Only the lines from the line containing "Where can the chain link" to the end of the entries should be repeated, exactly as they appear.
====== Task data
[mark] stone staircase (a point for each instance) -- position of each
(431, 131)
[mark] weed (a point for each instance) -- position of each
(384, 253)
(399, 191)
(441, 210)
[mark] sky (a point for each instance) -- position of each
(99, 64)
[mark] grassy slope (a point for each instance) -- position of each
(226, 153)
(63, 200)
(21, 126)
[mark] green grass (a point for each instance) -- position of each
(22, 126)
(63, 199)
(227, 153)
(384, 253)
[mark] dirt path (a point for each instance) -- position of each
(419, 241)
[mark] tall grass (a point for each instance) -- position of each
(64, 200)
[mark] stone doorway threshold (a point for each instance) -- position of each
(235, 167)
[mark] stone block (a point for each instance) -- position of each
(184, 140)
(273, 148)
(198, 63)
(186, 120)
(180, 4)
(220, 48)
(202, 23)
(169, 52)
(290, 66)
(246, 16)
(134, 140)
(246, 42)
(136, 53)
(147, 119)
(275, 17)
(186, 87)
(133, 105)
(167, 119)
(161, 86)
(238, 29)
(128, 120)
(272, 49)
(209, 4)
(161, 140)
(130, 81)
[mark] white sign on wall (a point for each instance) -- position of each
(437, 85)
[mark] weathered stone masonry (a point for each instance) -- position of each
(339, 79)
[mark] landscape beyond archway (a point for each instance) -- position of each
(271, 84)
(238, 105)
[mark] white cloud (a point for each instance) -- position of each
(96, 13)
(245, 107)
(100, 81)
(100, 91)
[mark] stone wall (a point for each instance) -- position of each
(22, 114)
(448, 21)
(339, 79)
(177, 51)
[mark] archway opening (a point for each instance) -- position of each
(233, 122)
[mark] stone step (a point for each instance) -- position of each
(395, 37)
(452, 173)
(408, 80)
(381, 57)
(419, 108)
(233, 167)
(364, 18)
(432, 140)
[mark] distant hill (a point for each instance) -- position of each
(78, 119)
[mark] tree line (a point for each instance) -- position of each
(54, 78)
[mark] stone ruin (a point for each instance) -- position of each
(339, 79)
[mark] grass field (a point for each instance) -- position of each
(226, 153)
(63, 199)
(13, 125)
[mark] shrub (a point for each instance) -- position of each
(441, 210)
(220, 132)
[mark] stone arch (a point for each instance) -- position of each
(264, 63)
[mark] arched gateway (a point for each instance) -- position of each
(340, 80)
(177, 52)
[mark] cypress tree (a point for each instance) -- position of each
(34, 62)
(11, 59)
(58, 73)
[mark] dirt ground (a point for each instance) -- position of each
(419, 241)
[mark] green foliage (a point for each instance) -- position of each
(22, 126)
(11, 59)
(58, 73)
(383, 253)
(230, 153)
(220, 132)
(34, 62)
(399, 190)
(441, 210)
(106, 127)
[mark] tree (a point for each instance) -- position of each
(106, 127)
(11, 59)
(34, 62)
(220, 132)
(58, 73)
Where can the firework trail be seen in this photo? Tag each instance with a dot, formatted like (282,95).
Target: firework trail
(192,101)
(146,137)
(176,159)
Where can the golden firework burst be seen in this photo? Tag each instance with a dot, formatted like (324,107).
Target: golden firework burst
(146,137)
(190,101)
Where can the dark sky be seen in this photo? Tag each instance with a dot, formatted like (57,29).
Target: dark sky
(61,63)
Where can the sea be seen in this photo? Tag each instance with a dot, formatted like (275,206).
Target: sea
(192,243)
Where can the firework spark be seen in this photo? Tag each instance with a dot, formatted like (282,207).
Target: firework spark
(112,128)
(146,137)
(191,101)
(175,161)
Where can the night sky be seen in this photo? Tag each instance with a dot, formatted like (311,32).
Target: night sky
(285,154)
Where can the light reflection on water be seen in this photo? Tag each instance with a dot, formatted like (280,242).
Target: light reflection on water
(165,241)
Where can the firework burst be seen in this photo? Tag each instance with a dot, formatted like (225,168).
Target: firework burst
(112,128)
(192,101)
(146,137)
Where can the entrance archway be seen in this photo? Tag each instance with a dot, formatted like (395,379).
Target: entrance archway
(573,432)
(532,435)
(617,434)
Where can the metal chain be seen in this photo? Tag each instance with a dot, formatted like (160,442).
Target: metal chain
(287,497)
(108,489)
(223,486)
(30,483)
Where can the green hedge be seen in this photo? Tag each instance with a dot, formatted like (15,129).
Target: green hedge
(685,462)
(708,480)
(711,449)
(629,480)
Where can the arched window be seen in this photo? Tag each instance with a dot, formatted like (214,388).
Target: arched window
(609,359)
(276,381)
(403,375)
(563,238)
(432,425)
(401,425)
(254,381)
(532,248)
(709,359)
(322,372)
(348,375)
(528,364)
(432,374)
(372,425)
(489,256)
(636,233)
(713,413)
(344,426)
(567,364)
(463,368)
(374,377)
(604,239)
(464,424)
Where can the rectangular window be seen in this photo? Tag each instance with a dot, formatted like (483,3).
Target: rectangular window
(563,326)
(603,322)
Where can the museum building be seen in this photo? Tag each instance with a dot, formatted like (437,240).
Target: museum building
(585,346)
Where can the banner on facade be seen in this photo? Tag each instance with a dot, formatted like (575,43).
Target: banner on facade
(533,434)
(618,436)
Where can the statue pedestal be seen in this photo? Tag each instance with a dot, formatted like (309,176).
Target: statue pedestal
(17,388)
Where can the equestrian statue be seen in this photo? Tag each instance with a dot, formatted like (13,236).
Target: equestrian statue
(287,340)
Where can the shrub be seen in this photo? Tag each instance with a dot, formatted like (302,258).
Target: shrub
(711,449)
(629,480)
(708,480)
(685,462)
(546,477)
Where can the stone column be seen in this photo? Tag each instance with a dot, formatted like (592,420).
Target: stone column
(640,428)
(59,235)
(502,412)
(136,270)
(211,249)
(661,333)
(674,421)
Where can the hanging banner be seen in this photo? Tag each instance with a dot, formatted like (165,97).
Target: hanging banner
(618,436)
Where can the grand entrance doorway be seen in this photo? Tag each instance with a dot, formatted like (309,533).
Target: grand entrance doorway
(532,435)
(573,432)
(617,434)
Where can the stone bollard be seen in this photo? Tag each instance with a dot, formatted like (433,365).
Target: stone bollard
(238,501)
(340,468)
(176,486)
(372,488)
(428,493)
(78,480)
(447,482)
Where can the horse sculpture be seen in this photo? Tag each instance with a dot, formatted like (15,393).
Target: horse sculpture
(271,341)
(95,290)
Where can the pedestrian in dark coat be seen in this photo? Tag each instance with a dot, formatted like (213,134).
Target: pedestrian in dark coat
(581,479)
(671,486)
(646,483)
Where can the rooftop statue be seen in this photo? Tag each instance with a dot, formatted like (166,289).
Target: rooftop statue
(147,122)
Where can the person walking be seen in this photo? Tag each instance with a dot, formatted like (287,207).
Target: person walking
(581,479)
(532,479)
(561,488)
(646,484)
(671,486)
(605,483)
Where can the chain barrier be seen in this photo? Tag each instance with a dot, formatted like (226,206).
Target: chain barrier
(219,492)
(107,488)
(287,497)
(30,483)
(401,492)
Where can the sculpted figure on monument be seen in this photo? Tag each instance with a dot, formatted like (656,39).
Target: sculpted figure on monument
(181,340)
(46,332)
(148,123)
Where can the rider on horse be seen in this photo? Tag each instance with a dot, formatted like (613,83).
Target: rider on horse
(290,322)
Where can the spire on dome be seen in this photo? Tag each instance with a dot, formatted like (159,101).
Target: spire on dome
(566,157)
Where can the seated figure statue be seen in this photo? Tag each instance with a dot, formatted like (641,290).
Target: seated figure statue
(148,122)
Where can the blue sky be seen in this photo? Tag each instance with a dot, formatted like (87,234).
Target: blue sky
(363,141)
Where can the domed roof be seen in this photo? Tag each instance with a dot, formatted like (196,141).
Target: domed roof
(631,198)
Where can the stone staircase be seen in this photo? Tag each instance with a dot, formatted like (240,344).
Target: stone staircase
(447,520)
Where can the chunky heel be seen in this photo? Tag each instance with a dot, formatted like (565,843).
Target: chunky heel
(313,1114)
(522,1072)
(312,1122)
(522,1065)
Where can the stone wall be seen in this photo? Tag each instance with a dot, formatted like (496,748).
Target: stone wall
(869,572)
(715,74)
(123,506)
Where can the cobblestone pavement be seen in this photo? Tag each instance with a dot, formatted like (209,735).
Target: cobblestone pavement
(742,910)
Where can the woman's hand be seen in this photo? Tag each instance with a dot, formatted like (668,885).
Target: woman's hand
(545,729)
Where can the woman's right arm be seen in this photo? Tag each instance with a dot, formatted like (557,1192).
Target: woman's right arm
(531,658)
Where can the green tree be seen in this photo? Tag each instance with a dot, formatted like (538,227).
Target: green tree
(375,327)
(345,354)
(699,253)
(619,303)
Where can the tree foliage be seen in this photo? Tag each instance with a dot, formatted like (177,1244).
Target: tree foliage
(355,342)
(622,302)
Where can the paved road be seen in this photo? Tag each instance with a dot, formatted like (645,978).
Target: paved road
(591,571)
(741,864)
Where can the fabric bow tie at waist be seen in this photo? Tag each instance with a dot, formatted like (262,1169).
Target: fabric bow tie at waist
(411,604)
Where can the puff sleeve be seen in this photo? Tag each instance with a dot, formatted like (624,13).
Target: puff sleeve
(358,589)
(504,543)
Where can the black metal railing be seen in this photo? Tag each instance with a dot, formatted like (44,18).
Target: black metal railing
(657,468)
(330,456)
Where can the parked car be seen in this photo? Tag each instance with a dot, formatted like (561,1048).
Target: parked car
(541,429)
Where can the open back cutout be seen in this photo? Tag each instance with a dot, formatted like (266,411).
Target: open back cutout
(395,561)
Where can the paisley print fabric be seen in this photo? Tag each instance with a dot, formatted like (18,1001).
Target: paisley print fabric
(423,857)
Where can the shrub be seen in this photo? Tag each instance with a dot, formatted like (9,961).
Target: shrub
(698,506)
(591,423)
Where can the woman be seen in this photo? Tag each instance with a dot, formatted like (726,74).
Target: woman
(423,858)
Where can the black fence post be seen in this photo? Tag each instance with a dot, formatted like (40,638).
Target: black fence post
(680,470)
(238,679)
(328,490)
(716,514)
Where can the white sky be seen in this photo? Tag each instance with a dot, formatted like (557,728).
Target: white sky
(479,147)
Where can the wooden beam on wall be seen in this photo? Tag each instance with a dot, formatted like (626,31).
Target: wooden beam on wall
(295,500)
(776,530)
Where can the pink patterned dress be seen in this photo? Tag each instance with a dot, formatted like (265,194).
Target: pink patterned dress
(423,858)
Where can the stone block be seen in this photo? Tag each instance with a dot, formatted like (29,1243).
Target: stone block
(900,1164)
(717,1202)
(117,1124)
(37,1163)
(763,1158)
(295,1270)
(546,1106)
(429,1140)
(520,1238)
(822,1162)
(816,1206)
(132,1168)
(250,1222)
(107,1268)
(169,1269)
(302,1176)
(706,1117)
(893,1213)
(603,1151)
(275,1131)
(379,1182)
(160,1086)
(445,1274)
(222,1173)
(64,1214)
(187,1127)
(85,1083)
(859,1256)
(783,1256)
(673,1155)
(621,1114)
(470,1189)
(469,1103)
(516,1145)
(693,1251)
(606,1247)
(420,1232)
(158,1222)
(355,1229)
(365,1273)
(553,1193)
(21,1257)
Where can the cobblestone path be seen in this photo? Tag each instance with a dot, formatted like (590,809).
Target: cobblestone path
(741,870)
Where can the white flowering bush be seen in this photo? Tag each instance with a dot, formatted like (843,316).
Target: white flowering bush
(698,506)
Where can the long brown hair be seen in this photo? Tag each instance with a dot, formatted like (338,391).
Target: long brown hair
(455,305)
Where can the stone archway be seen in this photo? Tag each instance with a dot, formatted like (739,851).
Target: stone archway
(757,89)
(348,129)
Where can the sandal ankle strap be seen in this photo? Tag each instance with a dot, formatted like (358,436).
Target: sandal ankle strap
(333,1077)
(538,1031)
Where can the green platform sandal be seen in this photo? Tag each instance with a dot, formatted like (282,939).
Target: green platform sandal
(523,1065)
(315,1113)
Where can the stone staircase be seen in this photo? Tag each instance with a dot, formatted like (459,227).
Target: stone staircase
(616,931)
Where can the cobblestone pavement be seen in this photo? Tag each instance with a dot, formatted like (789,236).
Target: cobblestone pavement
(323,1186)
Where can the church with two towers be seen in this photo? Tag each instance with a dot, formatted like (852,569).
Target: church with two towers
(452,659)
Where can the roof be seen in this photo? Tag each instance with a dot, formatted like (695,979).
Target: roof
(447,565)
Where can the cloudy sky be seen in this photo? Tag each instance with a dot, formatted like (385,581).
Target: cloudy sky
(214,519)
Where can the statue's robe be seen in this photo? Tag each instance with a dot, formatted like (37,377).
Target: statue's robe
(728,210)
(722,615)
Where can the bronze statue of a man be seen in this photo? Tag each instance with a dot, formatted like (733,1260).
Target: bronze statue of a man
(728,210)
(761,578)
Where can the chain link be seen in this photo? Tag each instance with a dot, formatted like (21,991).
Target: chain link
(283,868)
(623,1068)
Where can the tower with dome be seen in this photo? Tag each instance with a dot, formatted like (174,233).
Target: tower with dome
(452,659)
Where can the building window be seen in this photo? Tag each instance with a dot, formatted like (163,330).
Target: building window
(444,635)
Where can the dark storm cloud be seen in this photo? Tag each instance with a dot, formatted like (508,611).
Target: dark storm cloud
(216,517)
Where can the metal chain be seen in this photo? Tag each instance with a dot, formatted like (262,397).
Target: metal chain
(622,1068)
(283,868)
============
[Exercise result]
Where can the chain link be seen in this photo? Tag each instance with a dot, formatted like (21,991).
Target: chain link
(283,868)
(623,1068)
Where can the tower with dome be seen in this photo? Tag each instance with a dot, formatted like (174,233).
Target: tower with dome
(452,659)
Where can the building window be seen in this photo? Tag each instance with a dot, formatted like (163,330).
Target: building window
(444,635)
Where can the dark storm cloud be seen in this photo? Tag each instance with a dot, formatted like (508,611).
Target: dark storm cloud
(216,517)
Where can the metal chain be seen in this photo? Tag each instance with a dot, formatted like (262,397).
Target: metal chain
(622,1068)
(283,868)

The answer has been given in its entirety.